---- Supplied information
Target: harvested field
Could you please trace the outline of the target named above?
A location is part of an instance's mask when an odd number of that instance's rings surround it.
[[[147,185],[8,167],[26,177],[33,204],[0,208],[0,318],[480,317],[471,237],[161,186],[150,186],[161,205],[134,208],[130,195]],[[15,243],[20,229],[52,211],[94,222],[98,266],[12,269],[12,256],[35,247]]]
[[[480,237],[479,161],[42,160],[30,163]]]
--------
What is needed: Take the lines from the top of the data through the one that contains "Could you please" and copy them exactly, leaving out every line after it.

Output of the task:
Target: harvested field
Could you please trace the outline of the target named above?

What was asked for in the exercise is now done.